• Set task
Reproduce the text of every record below word for word, leaving out the pictures.
───── Provided entries
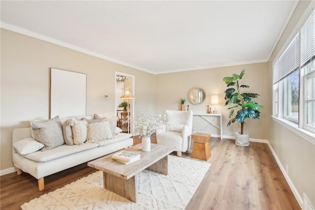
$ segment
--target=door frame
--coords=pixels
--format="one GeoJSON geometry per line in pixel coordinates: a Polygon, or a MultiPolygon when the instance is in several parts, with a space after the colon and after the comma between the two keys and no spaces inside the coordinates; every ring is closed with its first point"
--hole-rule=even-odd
──────────
• Result
$ segment
--target=door frame
--coords=pixels
--format="one GeoJSON geometry per line in pixel coordinates: a Polygon, or a MultiPolygon when the instance is in several parts, with a space after the colon and after the comma between the two keys and no spaces inside the coordinates; every ring is closed with its first point"
--hole-rule=even-odd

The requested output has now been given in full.